======== RAW DATA ========

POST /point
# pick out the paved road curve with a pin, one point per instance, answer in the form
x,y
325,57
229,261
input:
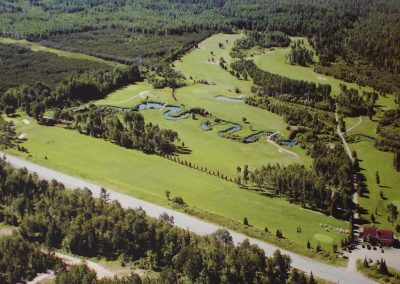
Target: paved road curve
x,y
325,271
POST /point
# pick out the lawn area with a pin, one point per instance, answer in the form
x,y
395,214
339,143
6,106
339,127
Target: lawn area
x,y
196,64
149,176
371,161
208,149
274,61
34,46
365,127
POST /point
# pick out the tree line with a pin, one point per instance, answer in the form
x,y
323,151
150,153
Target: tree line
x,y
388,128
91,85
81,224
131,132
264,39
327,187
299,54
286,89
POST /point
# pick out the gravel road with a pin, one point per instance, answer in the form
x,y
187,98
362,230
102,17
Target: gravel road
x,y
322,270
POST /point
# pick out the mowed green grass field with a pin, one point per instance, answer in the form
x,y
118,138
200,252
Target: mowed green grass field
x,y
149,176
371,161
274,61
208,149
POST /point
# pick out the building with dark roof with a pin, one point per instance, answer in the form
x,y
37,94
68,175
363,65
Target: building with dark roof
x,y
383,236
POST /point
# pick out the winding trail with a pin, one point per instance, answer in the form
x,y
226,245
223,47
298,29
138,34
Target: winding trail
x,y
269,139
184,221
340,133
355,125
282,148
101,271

========
======== RAW DATA ========

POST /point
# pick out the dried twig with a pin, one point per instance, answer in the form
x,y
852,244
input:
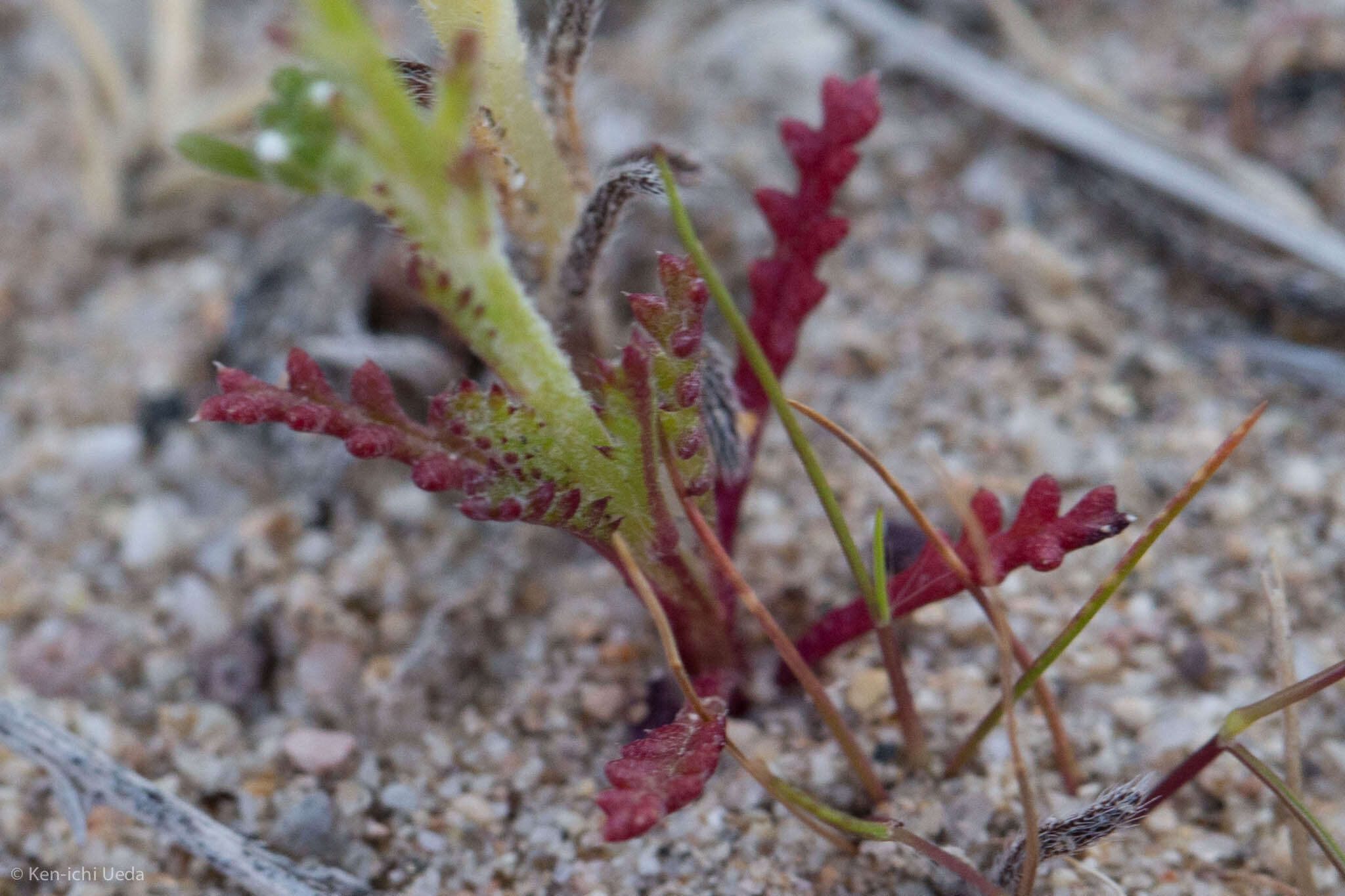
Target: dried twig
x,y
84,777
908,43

========

Identify every line in the data above that contains the word "field" and copy each of those lines.

• [FULL ANSWER]:
# pick out the mowed green grass field with a pin, one point per instance, answer in the form
Target: mowed green grass field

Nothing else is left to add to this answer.